▸ What you have to do:
Arrange every line of the records below as a Markdown table with two columns, Row and Content: number each line in Row and put its text in Content. Leave out blank lines.

▸ Available data:
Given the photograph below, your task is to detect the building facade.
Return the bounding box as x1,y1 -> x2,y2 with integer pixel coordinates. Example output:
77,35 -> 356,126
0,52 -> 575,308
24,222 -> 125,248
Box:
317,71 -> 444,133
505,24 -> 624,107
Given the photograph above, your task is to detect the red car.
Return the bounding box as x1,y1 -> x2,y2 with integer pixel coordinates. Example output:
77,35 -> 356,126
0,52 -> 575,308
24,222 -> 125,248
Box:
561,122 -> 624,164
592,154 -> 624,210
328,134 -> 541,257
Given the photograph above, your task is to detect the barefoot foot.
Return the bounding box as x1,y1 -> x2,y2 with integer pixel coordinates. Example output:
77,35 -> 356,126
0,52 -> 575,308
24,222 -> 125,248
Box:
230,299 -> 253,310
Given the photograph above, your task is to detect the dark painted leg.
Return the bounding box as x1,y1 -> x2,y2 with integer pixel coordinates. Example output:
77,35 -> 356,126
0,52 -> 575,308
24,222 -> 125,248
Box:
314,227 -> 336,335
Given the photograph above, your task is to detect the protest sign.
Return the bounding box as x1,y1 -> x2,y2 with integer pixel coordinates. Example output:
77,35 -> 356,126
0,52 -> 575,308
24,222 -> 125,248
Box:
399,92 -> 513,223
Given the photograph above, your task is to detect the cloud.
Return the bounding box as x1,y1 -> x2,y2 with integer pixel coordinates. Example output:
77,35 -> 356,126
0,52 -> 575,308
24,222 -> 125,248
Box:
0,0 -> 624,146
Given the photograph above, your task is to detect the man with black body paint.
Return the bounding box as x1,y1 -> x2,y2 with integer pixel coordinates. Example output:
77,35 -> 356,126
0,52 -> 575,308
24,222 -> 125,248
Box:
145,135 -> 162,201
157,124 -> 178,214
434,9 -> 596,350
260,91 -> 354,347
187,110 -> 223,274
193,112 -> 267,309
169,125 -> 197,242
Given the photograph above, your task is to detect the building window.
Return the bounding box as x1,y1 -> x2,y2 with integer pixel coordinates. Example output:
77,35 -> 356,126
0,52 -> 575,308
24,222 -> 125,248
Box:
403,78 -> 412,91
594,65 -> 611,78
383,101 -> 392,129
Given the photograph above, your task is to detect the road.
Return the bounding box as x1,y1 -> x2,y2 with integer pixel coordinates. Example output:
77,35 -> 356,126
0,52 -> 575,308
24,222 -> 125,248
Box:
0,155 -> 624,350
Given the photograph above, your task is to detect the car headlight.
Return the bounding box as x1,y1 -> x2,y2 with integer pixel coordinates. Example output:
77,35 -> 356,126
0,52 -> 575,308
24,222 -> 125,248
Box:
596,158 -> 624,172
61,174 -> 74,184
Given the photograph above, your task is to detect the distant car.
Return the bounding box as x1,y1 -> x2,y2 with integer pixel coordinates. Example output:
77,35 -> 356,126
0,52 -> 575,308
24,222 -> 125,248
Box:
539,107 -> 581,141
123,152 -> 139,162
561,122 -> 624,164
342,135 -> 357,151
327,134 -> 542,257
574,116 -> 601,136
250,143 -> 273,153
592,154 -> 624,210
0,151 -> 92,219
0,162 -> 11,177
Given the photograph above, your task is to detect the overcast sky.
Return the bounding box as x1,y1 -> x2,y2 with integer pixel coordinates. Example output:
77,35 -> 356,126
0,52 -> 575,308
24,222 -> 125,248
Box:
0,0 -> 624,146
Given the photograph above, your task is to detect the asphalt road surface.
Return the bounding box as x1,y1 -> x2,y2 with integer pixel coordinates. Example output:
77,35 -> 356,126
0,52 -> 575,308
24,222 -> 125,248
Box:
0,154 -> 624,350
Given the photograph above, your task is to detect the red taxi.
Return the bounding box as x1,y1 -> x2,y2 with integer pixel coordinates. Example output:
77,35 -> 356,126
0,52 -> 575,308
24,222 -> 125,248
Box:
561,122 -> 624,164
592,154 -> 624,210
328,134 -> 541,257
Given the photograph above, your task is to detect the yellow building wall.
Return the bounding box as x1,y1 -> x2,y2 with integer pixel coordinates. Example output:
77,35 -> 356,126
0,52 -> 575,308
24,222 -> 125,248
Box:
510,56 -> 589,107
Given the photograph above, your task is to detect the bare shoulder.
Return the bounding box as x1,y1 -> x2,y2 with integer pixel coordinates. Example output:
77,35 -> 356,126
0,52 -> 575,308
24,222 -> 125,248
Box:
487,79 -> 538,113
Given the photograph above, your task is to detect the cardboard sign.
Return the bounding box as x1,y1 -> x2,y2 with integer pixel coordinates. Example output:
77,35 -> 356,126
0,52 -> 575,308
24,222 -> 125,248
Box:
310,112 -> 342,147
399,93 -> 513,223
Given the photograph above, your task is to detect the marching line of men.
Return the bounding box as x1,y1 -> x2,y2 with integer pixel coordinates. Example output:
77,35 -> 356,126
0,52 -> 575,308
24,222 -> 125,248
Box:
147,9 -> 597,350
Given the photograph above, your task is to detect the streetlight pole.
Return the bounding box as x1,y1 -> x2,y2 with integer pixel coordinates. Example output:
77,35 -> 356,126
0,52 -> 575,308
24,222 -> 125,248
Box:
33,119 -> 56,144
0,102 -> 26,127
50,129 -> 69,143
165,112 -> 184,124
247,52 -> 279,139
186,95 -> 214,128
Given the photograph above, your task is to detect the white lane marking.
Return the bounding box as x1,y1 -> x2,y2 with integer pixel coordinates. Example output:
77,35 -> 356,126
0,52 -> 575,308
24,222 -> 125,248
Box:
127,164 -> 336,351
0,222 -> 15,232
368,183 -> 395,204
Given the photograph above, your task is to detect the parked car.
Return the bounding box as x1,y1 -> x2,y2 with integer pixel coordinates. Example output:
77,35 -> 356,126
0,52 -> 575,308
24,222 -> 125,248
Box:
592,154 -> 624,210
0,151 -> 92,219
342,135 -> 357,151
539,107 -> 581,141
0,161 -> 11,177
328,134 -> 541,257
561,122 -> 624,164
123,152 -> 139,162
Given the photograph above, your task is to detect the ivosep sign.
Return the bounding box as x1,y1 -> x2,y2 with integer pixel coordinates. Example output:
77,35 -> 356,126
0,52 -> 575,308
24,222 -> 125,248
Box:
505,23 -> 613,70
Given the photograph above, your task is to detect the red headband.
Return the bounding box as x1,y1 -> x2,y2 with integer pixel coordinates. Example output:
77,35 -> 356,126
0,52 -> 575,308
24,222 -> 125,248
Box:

▸ Response to this task:
| Row | Content |
|---|---|
| 1 | Given the photograph below, your task is to detect the building facade. |
| 2 | Return the bounding box as x1,y1 -> x2,y2 with integer pixel coordinates. Example output: |
| 3 | 77,35 -> 356,126 |
| 4 | 0,52 -> 575,308 |
| 5 | 24,222 -> 125,248 |
| 6 | Box: |
| 7 | 317,71 -> 444,133 |
| 8 | 505,24 -> 624,107 |
| 9 | Given the photograph above, your task is to detect the red car. |
| 10 | Return the bounding box as x1,y1 -> x2,y2 with integer pixel coordinates. Example output: |
| 11 | 77,35 -> 356,126 |
| 12 | 0,52 -> 575,308 |
| 13 | 24,222 -> 125,248 |
| 14 | Box: |
| 15 | 561,122 -> 624,164 |
| 16 | 592,154 -> 624,210 |
| 17 | 328,134 -> 541,257 |
| 18 | Given the photograph above, your task is to detect the barefoot foot. |
| 19 | Return the bounding box as x1,y1 -> x2,y2 with integer pixel coordinates. Example output: |
| 20 | 77,35 -> 356,126 |
| 21 | 0,52 -> 575,308 |
| 22 | 24,222 -> 125,248 |
| 23 | Box: |
| 24 | 230,299 -> 253,310 |
| 25 | Given the photograph above, your task is to detect the dark painted leg. |
| 26 | Return the bounding box as x1,y1 -> x2,y2 with integer pixel coordinates. Example output: |
| 27 | 77,35 -> 356,126 |
| 28 | 0,52 -> 575,308 |
| 29 | 24,222 -> 125,248 |
| 30 | Box: |
| 31 | 314,227 -> 336,335 |
| 32 | Given the photograph above, your task is to detect the protest sign. |
| 33 | Return the bounding box as x1,y1 -> x2,y2 with integer pixel coordinates. Example output: |
| 34 | 77,35 -> 356,126 |
| 35 | 0,52 -> 575,308 |
| 36 | 24,222 -> 125,248 |
| 37 | Box: |
| 38 | 399,92 -> 513,223 |
| 39 | Given the photograph above, your task is to detect the cloud. |
| 40 | Return the bounding box as x1,y1 -> x2,y2 with integer pixel coordinates. Example output: |
| 41 | 77,35 -> 356,126 |
| 42 | 0,52 -> 575,308 |
| 43 | 24,222 -> 125,248 |
| 44 | Box: |
| 45 | 0,0 -> 624,146 |
| 46 | Given the photograph above, your task is to detect the man with black body paint. |
| 47 | Return the bounding box as x1,y1 -> x2,y2 with integer pixel coordinates. Example output: |
| 48 | 77,35 -> 356,126 |
| 49 | 0,52 -> 575,308 |
| 50 | 24,222 -> 125,248 |
| 51 | Box: |
| 52 | 145,135 -> 162,201 |
| 53 | 157,124 -> 178,214 |
| 54 | 434,9 -> 596,350 |
| 55 | 260,91 -> 354,347 |
| 56 | 187,110 -> 223,274 |
| 57 | 193,112 -> 267,309 |
| 58 | 169,125 -> 197,242 |
| 59 | Given the photograph above, your task is to detect the building window. |
| 60 | Return the bounding box as x1,y1 -> x2,y2 with integer pixel coordinates. Example output: |
| 61 | 77,35 -> 356,126 |
| 62 | 0,52 -> 575,308 |
| 63 | 24,222 -> 125,248 |
| 64 | Box: |
| 65 | 403,78 -> 412,91 |
| 66 | 594,65 -> 611,78 |
| 67 | 383,101 -> 392,129 |
| 68 | Given the photograph above, your task is to detect the road. |
| 69 | Return the bounding box as x1,y1 -> x2,y2 with integer pixel coordinates. Example output: |
| 70 | 77,35 -> 356,126 |
| 71 | 0,52 -> 575,308 |
| 72 | 24,222 -> 125,248 |
| 73 | Box: |
| 74 | 0,155 -> 624,350 |
| 75 | Given the photograph above, your task is to detect the car headlight. |
| 76 | Return the bounding box as x1,y1 -> x2,y2 with integer pixel coordinates. Example output: |
| 77 | 77,35 -> 356,126 |
| 78 | 0,52 -> 575,308 |
| 79 | 24,222 -> 125,248 |
| 80 | Box: |
| 81 | 596,158 -> 624,172 |
| 82 | 61,174 -> 74,184 |
| 83 | Given the photograph above, your task is to detect the distant car. |
| 84 | Return the bounding box as x1,y1 -> x2,y2 with integer pixel coordinates. Example output: |
| 85 | 77,35 -> 356,126 |
| 86 | 0,52 -> 575,308 |
| 87 | 24,222 -> 125,248 |
| 88 | Box: |
| 89 | 539,107 -> 581,141 |
| 90 | 123,152 -> 139,162 |
| 91 | 561,122 -> 624,164 |
| 92 | 342,135 -> 357,151 |
| 93 | 327,134 -> 542,257 |
| 94 | 574,116 -> 601,136 |
| 95 | 250,143 -> 273,153 |
| 96 | 592,154 -> 624,210 |
| 97 | 0,151 -> 92,219 |
| 98 | 0,162 -> 11,177 |
| 99 | Given the photograph above, your task is to detect the overcast sky. |
| 100 | Return the bounding box as x1,y1 -> x2,y2 with integer pixel coordinates. Example output: |
| 101 | 77,35 -> 356,126 |
| 102 | 0,52 -> 575,308 |
| 103 | 24,222 -> 125,248 |
| 104 | Box: |
| 105 | 0,0 -> 624,146 |
| 106 | Given the photograph above, your task is to detect the asphalt road surface. |
| 107 | Return the bounding box as x1,y1 -> x2,y2 with integer pixel coordinates. Example output: |
| 108 | 77,35 -> 356,126 |
| 109 | 0,52 -> 575,308 |
| 110 | 24,222 -> 125,248 |
| 111 | Box: |
| 112 | 0,154 -> 624,350 |
| 113 | Given the photograph above, your task is to detect the red taxi. |
| 114 | Return the bounding box as x1,y1 -> x2,y2 with integer pixel coordinates. Example output: |
| 115 | 77,35 -> 356,126 |
| 116 | 0,52 -> 575,308 |
| 117 | 24,222 -> 125,248 |
| 118 | Box: |
| 119 | 561,122 -> 624,164 |
| 120 | 592,154 -> 624,210 |
| 121 | 328,134 -> 541,257 |
| 122 | Given the photograph above, your task is to detect the yellow building wall. |
| 123 | Return the bounding box as x1,y1 -> x2,y2 with integer pixel coordinates. Example output: |
| 124 | 77,35 -> 356,126 |
| 125 | 0,52 -> 575,308 |
| 126 | 24,222 -> 125,248 |
| 127 | Box: |
| 128 | 510,56 -> 589,107 |
| 129 | Given the photograph above, your task is to detect the bare shoulder. |
| 130 | Return the bounding box as x1,y1 -> x2,y2 with integer pixel coordinates. Example output: |
| 131 | 77,35 -> 356,126 |
| 132 | 0,52 -> 575,308 |
| 133 | 24,222 -> 125,248 |
| 134 | Box: |
| 135 | 487,79 -> 538,113 |
| 136 | Given the photograph above, your task is to detect the cardboard sign. |
| 137 | Return the bounding box as x1,y1 -> x2,y2 with integer pixel coordinates. Example output: |
| 138 | 77,35 -> 356,126 |
| 139 | 0,52 -> 575,308 |
| 140 | 24,222 -> 125,248 |
| 141 | Box: |
| 142 | 310,112 -> 342,147 |
| 143 | 399,93 -> 513,223 |
| 144 | Given the photograph above, your task is to detect the marching line of men. |
| 145 | Return the bounding box as x1,y1 -> x2,y2 with integer pixel coordinates. Example output: |
| 146 | 77,35 -> 356,126 |
| 147 | 0,52 -> 575,308 |
| 148 | 24,222 -> 125,248 |
| 149 | Box: |
| 150 | 147,9 -> 597,350 |
| 151 | Given the photograph above, your task is to detect the streetlight pole. |
| 152 | Return the bounding box as x1,y1 -> x2,y2 with integer pixel coordinates. Example output: |
| 153 | 77,35 -> 356,126 |
| 154 | 0,52 -> 575,308 |
| 155 | 24,222 -> 125,248 |
| 156 | Box: |
| 157 | 33,119 -> 56,144 |
| 158 | 0,102 -> 26,127 |
| 159 | 50,129 -> 69,143 |
| 160 | 165,112 -> 184,124 |
| 161 | 247,52 -> 279,139 |
| 162 | 186,95 -> 214,128 |
| 163 | Given the photograph above, your task is to detect the white lane marking. |
| 164 | Return the bounding box as x1,y1 -> x2,y2 with integer pixel coordinates. Example output: |
| 165 | 77,35 -> 356,126 |
| 166 | 0,52 -> 575,308 |
| 167 | 24,222 -> 125,248 |
| 168 | Box: |
| 169 | 127,164 -> 336,351 |
| 170 | 0,222 -> 15,232 |
| 171 | 368,183 -> 395,204 |
| 172 | Given the photograph above, your task is to detect the parked car. |
| 173 | Return the bounding box as x1,y1 -> x2,y2 with integer pixel coordinates. Example output: |
| 174 | 77,35 -> 356,126 |
| 175 | 0,52 -> 575,308 |
| 176 | 24,222 -> 125,248 |
| 177 | Box: |
| 178 | 592,154 -> 624,210 |
| 179 | 0,151 -> 92,219 |
| 180 | 342,135 -> 357,151 |
| 181 | 539,107 -> 581,141 |
| 182 | 0,161 -> 11,177 |
| 183 | 328,134 -> 541,257 |
| 184 | 561,122 -> 624,164 |
| 185 | 123,152 -> 139,162 |
| 186 | Given the photograph above, your task is to detect the ivosep sign. |
| 187 | Return the bounding box as x1,y1 -> x2,y2 with integer pixel coordinates. Example output: |
| 188 | 77,35 -> 356,126 |
| 189 | 0,52 -> 575,308 |
| 190 | 24,222 -> 125,248 |
| 191 | Box: |
| 192 | 505,23 -> 613,70 |
| 193 | Given the photograph above, your task is to detect the red headband. |
| 194 | Return the bounding box as x1,y1 -> x2,y2 with integer pixel coordinates. Example output: |
| 195 | 77,35 -> 356,126 |
| 196 | 0,52 -> 575,308 |
| 197 | 24,222 -> 125,248 |
| 198 | Box: |